- [WHAT TO DO]: What you give back must match the records below exactly, apart from the pictures, which are omitted.

──────── RECORDS PROVIDED

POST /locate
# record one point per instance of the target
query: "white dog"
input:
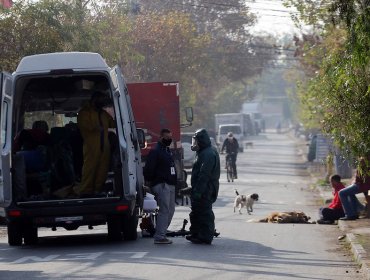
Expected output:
(246, 201)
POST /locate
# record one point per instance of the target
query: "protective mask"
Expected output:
(166, 142)
(194, 145)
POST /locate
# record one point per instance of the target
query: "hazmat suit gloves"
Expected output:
(196, 196)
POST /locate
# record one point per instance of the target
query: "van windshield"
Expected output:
(232, 128)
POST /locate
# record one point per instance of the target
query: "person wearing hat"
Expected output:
(94, 121)
(231, 146)
(205, 177)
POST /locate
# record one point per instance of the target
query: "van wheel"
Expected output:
(114, 228)
(30, 235)
(129, 226)
(14, 234)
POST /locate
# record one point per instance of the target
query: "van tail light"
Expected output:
(15, 213)
(121, 208)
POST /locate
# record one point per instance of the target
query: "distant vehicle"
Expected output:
(189, 155)
(156, 105)
(243, 120)
(254, 110)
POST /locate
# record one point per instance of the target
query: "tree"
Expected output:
(337, 95)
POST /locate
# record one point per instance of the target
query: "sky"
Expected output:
(273, 17)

────────────────

- [SOLUTION TO THIS PROBLEM]:
POST /locate
# record one point per instance of the target
query: "white dog"
input:
Expected output:
(246, 201)
POST /locate
# record one point per instance of the target
query: "protective mask"
Expected output:
(166, 142)
(194, 145)
POST /locate
# record one point per instance of the target
query: "hazmat suit gloves"
Expected output:
(196, 196)
POST /locate
# record one point per instance of the target
query: "van windshield"
Expected output:
(232, 128)
POST /locate
# record one point per instance of the target
query: "person wearing hat"
Expected output:
(94, 121)
(231, 146)
(205, 177)
POST /locate
# record one point per instance of the target
query: "van wheel"
Expected output:
(114, 228)
(30, 235)
(129, 226)
(14, 234)
POST /locate
# record one point per instance of the target
query: "van tail light"
Expected output:
(15, 213)
(121, 208)
POST /locate
# record one point per instance of the target
query: "distant vehicle"
Expected output:
(189, 155)
(156, 105)
(243, 120)
(254, 110)
POST /locate
# record one point per instance of the target
query: "tree"
Expected output:
(337, 95)
POST /locate
# record one point per instance of the target
query: "sky"
Expected output:
(273, 17)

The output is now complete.